Problem statement — Repeat verbatim every line of the material, beginning at the line that holds "of the city" and ending at its last line.

--- Start of Input data ---

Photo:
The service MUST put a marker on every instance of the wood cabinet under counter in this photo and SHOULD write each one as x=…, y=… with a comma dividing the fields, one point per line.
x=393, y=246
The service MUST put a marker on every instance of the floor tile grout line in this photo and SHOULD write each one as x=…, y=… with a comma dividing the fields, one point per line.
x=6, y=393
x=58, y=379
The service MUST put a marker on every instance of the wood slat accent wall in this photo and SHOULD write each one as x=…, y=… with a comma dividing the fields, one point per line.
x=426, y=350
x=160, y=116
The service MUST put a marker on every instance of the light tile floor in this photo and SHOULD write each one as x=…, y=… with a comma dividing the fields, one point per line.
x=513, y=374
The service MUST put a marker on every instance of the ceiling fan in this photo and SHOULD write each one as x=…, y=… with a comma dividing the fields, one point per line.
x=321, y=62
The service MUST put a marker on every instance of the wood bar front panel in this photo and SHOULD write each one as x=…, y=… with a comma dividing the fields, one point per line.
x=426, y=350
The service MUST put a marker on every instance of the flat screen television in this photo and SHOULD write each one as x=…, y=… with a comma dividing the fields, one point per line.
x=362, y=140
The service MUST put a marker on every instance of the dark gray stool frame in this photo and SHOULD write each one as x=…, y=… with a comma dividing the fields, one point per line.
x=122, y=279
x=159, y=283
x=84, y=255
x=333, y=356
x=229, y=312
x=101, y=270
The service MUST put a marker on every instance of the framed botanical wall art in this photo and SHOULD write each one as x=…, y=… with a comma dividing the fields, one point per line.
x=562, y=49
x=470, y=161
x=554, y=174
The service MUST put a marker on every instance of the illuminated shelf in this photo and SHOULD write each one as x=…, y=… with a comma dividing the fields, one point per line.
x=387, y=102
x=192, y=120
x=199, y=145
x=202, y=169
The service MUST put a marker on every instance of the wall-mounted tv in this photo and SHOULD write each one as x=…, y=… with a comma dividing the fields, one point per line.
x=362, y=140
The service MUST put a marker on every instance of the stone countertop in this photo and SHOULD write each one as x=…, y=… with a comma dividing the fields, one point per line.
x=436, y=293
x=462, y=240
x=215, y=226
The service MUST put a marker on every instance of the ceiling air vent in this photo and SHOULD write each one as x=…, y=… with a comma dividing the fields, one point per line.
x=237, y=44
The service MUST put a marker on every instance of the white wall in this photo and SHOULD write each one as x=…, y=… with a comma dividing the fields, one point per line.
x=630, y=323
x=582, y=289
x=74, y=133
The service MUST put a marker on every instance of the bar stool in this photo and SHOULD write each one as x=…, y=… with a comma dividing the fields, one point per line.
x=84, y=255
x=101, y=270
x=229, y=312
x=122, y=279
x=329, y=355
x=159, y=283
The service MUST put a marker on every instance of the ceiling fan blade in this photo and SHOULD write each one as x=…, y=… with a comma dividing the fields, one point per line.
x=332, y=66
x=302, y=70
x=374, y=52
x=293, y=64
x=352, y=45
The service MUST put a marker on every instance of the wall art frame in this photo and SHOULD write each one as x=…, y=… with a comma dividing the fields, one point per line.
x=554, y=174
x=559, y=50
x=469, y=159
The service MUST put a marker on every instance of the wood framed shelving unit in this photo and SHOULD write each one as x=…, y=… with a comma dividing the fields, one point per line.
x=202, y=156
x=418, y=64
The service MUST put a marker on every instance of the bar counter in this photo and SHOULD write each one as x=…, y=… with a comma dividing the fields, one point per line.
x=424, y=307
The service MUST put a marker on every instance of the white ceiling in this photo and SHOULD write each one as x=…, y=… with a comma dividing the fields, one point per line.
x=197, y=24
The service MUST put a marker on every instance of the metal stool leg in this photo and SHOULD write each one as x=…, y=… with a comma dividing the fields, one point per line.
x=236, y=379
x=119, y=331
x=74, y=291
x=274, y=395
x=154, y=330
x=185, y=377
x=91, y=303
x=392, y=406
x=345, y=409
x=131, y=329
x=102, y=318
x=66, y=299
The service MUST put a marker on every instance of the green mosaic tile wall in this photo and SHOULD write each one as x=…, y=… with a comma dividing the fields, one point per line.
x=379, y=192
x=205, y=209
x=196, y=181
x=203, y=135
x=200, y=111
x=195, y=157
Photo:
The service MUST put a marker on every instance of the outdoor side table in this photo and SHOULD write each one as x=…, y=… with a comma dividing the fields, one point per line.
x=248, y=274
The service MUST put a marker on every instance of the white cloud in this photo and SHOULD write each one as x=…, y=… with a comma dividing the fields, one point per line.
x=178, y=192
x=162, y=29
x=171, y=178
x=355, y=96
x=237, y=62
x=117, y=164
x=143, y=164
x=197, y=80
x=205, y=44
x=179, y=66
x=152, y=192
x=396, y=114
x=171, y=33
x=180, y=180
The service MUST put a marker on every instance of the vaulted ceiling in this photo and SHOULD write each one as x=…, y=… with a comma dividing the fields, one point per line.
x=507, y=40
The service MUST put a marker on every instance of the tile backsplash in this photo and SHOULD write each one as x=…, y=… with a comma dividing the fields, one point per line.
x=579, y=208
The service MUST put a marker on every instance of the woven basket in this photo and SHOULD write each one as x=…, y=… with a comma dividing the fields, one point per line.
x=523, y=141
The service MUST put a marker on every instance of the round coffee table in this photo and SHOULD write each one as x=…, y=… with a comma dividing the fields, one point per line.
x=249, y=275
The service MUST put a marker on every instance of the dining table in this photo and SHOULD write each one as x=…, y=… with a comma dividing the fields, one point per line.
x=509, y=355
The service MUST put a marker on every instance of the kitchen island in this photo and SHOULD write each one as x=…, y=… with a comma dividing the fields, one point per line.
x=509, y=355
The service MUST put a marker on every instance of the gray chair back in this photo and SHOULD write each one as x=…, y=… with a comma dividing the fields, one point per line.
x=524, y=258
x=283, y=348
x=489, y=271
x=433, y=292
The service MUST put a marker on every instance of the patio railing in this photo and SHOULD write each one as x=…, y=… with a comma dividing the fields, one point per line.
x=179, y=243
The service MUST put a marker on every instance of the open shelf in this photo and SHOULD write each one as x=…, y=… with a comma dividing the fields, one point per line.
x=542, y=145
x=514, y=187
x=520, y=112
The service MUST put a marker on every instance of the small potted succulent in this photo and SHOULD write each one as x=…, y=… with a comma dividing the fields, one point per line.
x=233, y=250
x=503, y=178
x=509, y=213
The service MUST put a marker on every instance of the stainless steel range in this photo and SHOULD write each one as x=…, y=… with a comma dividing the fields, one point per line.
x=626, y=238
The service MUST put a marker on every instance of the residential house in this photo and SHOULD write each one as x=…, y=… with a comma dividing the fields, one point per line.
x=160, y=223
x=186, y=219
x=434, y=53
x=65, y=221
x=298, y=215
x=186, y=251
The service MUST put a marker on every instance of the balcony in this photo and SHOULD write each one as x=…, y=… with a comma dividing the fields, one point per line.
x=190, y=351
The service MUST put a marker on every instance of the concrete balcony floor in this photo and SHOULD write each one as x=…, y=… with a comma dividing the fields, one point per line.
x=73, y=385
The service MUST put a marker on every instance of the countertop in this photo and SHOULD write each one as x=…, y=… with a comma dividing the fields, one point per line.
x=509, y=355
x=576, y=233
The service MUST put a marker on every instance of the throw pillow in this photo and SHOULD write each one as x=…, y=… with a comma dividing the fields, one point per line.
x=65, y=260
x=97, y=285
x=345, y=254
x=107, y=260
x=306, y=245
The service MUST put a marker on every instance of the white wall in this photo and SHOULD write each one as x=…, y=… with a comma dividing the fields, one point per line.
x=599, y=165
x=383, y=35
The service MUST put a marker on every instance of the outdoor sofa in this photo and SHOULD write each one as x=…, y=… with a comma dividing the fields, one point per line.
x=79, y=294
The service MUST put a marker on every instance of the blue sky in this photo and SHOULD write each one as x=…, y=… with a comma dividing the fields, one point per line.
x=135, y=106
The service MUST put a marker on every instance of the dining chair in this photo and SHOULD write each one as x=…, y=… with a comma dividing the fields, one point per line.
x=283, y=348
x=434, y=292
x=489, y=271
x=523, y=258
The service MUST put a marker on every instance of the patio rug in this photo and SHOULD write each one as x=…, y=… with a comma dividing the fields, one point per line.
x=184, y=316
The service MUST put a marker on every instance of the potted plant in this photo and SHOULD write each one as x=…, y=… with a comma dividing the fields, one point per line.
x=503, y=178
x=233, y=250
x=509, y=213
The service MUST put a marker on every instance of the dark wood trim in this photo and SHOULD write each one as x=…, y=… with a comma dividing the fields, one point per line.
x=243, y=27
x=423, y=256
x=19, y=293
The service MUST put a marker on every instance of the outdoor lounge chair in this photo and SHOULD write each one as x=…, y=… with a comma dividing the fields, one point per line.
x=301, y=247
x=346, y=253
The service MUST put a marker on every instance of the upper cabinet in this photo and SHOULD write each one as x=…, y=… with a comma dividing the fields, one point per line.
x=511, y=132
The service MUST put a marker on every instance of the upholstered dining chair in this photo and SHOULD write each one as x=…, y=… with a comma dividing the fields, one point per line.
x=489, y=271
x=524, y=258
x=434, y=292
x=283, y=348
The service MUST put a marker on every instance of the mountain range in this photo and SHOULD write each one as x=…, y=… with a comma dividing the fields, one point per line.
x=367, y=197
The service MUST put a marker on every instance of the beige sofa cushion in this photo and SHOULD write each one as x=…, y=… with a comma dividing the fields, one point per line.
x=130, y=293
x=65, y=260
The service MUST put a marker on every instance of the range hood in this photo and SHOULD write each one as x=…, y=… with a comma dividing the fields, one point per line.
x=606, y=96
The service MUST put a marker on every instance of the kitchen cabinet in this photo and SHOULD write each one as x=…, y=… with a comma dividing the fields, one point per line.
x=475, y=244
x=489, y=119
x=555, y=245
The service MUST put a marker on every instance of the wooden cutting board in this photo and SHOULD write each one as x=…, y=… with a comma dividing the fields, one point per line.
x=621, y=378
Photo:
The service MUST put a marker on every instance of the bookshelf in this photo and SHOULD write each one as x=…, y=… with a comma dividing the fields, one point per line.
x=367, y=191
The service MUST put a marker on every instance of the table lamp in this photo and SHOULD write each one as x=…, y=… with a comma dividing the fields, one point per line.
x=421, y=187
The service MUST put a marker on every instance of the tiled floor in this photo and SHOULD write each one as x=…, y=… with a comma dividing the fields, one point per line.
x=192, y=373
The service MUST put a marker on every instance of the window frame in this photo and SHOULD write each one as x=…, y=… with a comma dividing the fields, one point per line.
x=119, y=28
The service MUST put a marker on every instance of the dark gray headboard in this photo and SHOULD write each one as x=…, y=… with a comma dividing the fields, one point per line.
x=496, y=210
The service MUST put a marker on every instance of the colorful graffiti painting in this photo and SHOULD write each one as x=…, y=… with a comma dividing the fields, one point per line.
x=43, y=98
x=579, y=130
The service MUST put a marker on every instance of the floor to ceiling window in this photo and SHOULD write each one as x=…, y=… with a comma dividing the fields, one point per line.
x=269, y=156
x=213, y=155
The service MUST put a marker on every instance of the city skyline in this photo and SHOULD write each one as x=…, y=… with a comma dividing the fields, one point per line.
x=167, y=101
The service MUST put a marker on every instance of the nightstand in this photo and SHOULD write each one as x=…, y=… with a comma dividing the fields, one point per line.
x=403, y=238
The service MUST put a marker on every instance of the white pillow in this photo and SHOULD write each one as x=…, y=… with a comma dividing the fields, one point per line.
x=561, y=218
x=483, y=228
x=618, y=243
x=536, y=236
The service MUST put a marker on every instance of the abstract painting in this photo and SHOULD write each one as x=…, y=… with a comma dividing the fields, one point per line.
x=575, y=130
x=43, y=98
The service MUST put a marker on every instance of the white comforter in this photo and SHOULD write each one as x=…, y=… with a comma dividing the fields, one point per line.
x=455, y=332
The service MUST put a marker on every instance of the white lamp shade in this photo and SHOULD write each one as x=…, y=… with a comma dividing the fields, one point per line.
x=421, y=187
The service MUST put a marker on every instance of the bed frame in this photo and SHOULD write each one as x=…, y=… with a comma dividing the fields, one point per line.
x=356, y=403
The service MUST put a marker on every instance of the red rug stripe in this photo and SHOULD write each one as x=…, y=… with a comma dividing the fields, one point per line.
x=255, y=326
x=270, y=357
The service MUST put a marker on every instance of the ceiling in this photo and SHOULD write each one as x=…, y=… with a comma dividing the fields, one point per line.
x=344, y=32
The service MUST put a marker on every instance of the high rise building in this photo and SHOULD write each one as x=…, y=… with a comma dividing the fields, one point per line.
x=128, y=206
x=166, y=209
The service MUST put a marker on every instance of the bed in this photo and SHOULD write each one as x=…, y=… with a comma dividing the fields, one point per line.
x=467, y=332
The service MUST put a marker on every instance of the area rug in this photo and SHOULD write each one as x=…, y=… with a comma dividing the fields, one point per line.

--- End of Input data ---

Result for this task —
The service MUST put a marker on every instance of the city skyline in this photo and SHOULD write each one as x=…, y=… with a comma dividing the fields, one point per line.
x=167, y=101
The service MUST put a marker on every instance of the nightstand in this photo and SHOULD write each one as x=…, y=… with a comma dividing the fields, one point per line.
x=403, y=238
The service MUST put a marker on every instance of the white pillow in this photo and SHOULD write each one as x=…, y=… with a comma dividing the fields, one point per line.
x=561, y=218
x=483, y=228
x=618, y=243
x=536, y=236
The service MUST put a marker on every instance of the abstract painting in this photo and SHOULD write each one as x=…, y=… with a comma dividing the fields, one point per line.
x=575, y=130
x=43, y=98
The service MUST put a marker on every instance of the white comforter in this photo and SHOULD write each one as x=…, y=… with a comma dividing the fields, one point per line.
x=455, y=332
The service MUST put a marker on every instance of the white lamp shade in this photo and SHOULD write each one as x=…, y=… with a comma dividing the fields, one point per line.
x=421, y=187
The service MUST put a marker on every instance of the bed frame in this photo and SHOULD write each one as x=…, y=… with a comma dividing the fields, one point per line.
x=356, y=403
The service MUST put a marker on every instance of the red rug stripe in this photo and SHOULD write each one as x=…, y=… with a comma dividing the fields, one point per line.
x=255, y=326
x=270, y=357
The service MUST put a marker on every instance of the ceiling in this photo and SHOULD write each one as x=…, y=… with a comma dividing the fields, one point per line.
x=344, y=32
The service MUST put a marker on every instance of the high rise building in this photo and SHOULD write each one as x=…, y=… with a comma dividing the fields, one point per line.
x=128, y=206
x=166, y=209
The service MUST put a marker on every instance of the bed in this photo and SHOULD write each one as x=…, y=… with a comma dividing the fields, one point per line.
x=467, y=332
The service MUST put a marker on every instance of the area rug in this photo and SHOULD write each one as x=…, y=… with a comma dividing the fields, one point per line.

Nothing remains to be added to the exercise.